▶ **Request**:
Output the lines below as a two-column CSV with the columns input and output. Give one row per line holding its text and its answer, with each in a single quoted field and line breaks changed to spaces.

▶ **Excerpted records**:
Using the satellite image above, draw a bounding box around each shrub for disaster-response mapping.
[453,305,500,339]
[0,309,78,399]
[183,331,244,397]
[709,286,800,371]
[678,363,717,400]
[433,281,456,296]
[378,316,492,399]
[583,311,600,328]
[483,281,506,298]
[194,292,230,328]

▶ **Solution for this problem**:
input,output
"Using the satellite image above, draw a bounding box around each shrub for disaster-response mapping.","[453,305,500,339] [0,309,78,399] [183,331,244,397] [709,286,800,371] [678,363,717,400] [433,281,456,296] [378,316,492,399] [583,311,600,328] [483,281,506,298] [194,292,230,328]"